Présidentielle en Côte d’Ivoire : pays sous haute controverse

La Commission électorale indépendante (CEI) a publié début juin une liste définitive qui écarte Tidjane Thiam (PDCI), Laurent Gbagbo (PPA-CI), Charles Blé Goudé et Guillaume Soro. Dans le cas de M. Thiam, ex-PDG de Credit Suisse, la décision s’appuie sur un arrêt judiciaire confirmant son inéligibilité en raison d’une nationalité française détenue au moment de son inscription, malgré une renonciation annoncée depuis. L’intéressé a contesté ce qu’il qualifie de « déclin démocratique ». Des milliers de ses partisans ont manifesté à Abidjan en juin pour protester contre cette décision.

Il faut noter que la révision de la liste électorale n’est pas une option, mais plutôt une obligation annuelle. Il aurait du être faite pour permettre aux nouveaux majeurs de prendre part au vote d’octobre prochain.

--------------------------------

▶ [CONSIGNE A]
Dans les entrées, réécrivez les lignes allant du début jusqu'à celle qui contient « [[[51,84],[46,81],[25,81],[21,89],[29,98],[44,98],[50,93]]] », incluse, en remplaçant « yellow » par « orange » sans rien modifier d'autre. Ne reproduisez pas les images.

--------------------------------

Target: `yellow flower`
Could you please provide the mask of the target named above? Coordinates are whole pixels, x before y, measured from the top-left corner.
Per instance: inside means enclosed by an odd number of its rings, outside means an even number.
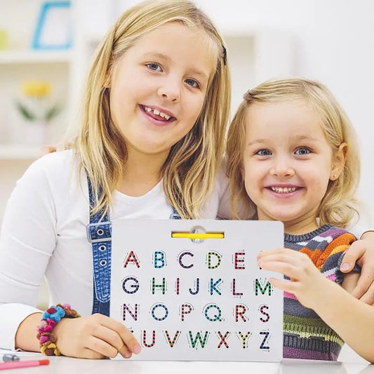
[[[51,84],[46,81],[25,81],[21,89],[29,98],[44,98],[50,93]]]

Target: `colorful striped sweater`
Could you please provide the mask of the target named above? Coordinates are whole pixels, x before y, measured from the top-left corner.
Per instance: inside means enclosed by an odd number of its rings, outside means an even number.
[[[341,284],[343,252],[354,240],[347,231],[325,225],[304,235],[286,234],[284,246],[306,253],[326,278]],[[284,293],[283,357],[336,361],[343,344],[314,311],[304,307],[293,293]]]

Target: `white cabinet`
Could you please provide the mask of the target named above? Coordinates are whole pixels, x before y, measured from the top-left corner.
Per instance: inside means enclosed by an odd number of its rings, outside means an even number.
[[[8,50],[0,50],[0,221],[5,201],[15,180],[40,154],[41,144],[27,144],[29,128],[15,107],[20,85],[25,79],[50,81],[53,95],[64,109],[51,123],[48,142],[56,144],[68,126],[79,121],[78,109],[88,67],[99,41],[112,24],[134,0],[72,0],[73,47],[69,51],[31,49],[32,38],[42,0],[1,0],[0,29],[9,36]],[[246,17],[236,22],[220,13],[224,3],[196,1],[220,29],[227,44],[232,78],[232,114],[243,94],[260,81],[295,74],[293,36],[263,25],[249,27]],[[240,12],[239,12],[240,13]],[[31,125],[29,125],[31,126]]]

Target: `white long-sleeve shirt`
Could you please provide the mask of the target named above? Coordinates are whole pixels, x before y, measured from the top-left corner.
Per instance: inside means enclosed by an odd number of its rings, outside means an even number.
[[[13,349],[15,333],[36,305],[45,275],[50,305],[69,303],[89,315],[93,303],[93,260],[87,240],[87,180],[79,174],[73,151],[36,160],[18,181],[0,232],[0,348]],[[224,167],[202,218],[229,218],[229,191]],[[80,178],[79,178],[80,177]],[[168,219],[172,213],[159,182],[145,195],[114,194],[112,220]],[[357,236],[362,231],[350,230]]]
[[[216,218],[220,200],[228,211],[222,171],[203,218]],[[44,275],[51,305],[67,302],[81,315],[91,314],[88,190],[84,173],[79,177],[72,150],[47,154],[29,166],[9,199],[0,233],[0,348],[14,349],[20,323],[41,312],[35,306]],[[140,197],[116,191],[110,217],[168,219],[171,213],[160,182]]]

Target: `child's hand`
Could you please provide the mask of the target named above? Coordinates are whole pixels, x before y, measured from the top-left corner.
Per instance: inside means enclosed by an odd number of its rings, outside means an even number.
[[[316,302],[321,302],[319,292],[326,286],[326,279],[305,253],[288,248],[267,251],[258,255],[258,265],[264,270],[288,276],[290,281],[276,278],[269,278],[269,281],[293,293],[304,307],[314,309]]]
[[[140,344],[122,323],[102,314],[64,318],[53,333],[60,352],[69,357],[102,359],[119,353],[129,359],[140,352]]]
[[[361,267],[361,273],[356,287],[352,291],[353,296],[369,305],[374,305],[374,232],[368,232],[362,235],[347,250],[340,271],[350,272],[355,262]]]

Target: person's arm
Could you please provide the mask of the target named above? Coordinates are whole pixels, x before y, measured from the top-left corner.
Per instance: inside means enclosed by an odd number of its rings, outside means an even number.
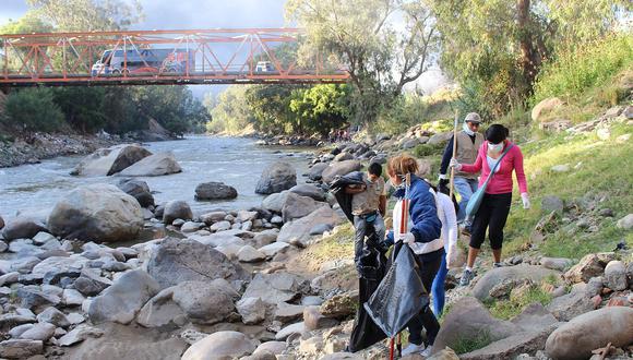
[[[442,233],[442,223],[438,218],[435,197],[428,189],[421,190],[417,199],[410,202],[409,214],[414,223],[409,230],[416,238],[416,242],[430,242],[438,239]]]
[[[347,185],[347,187],[345,187],[345,193],[350,194],[350,195],[359,194],[359,193],[363,192],[365,189],[366,189],[365,185],[360,185],[360,184],[359,185]]]
[[[451,137],[451,140],[449,140],[449,144],[446,144],[446,148],[444,148],[444,155],[442,155],[442,165],[440,165],[440,175],[446,175],[446,170],[449,169],[449,163],[451,161],[451,157],[453,157],[453,141],[454,139]]]

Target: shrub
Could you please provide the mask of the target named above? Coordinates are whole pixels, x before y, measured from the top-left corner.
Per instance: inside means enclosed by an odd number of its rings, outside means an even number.
[[[24,88],[11,93],[4,104],[4,119],[10,128],[26,132],[55,132],[63,125],[63,112],[53,101],[50,88]]]

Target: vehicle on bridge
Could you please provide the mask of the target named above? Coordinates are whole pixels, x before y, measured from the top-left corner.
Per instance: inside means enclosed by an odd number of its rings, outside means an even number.
[[[91,74],[96,76],[186,73],[195,68],[193,51],[188,49],[110,49],[95,64]]]

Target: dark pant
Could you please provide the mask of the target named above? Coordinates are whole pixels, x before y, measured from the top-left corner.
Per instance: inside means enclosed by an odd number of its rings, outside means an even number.
[[[435,274],[438,274],[438,269],[440,268],[441,264],[442,256],[437,256],[435,260],[427,262],[422,261],[421,257],[418,256],[418,275],[420,275],[427,291],[431,290],[433,279],[435,278]],[[408,326],[409,343],[415,345],[422,344],[422,327],[427,329],[427,341],[429,346],[433,345],[435,337],[440,332],[440,323],[438,323],[438,319],[435,319],[435,315],[433,315],[430,307],[425,307],[425,309],[417,316],[411,319]]]
[[[510,214],[512,203],[512,193],[505,194],[485,194],[479,211],[473,221],[473,231],[470,232],[470,247],[481,248],[486,239],[486,229],[488,228],[488,238],[490,238],[490,248],[493,250],[501,249],[503,243],[503,227]]]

--------------------------------

▶ [CONSIGNE B]
Poursuivez, s'il vous plaît, le texte sur la présidentielle en Côte d'Ivoire à partir de l'endroit où il s'arrête.

▶ [RÉPONSE ATTENDUE A]
Target: `orange flower`
Could you please provide the mask of the target named above? Coordinates are whole pixels, x before y, measured from the top-left corner.
Per instance: inside means enclosed by an odd number of its rings, outside means an even number.
[[[51,84],[46,81],[25,81],[21,89],[29,98],[44,98],[50,93]]]

▶ [RÉPONSE ATTENDUE B]
Le président Alassane Ouattara a pour sa part confirmé le 29 juillet qu’il briguerait un quatrième mandat. La constitution ivoirienne n’autorise que deux mandats. Sa candidature intervient dans un climat déjà fragmenté par les exclusions et par des débats juridiques toujours vifs autour de l’éligibilité et des règles du jeu. 

Pour l’opposition et le PPA-CI plus précisément, un quatrième mandat d’Alassane Ouattara ne sera pas possible. Elle compte utiliser tous les moyens légaux pour s’y opposer.

Le paramètre judiciaire : la Cour africaine déboute Gbagbo

Le 26 juin, la Cour africaine des droits de l’homme et des peuples a rejeté la requête de Laurent Gbagbo qui contestait sa radiation de la liste électorale, estimant que l’opposant n’avait pas établi de violation de ses droits par l’État ivoirien. Cette décision consolide, du point de vue des autorités, la position selon laquelle la CEI n’a fait que « tirer les conséquences » d’une condamnation pénale antérieure.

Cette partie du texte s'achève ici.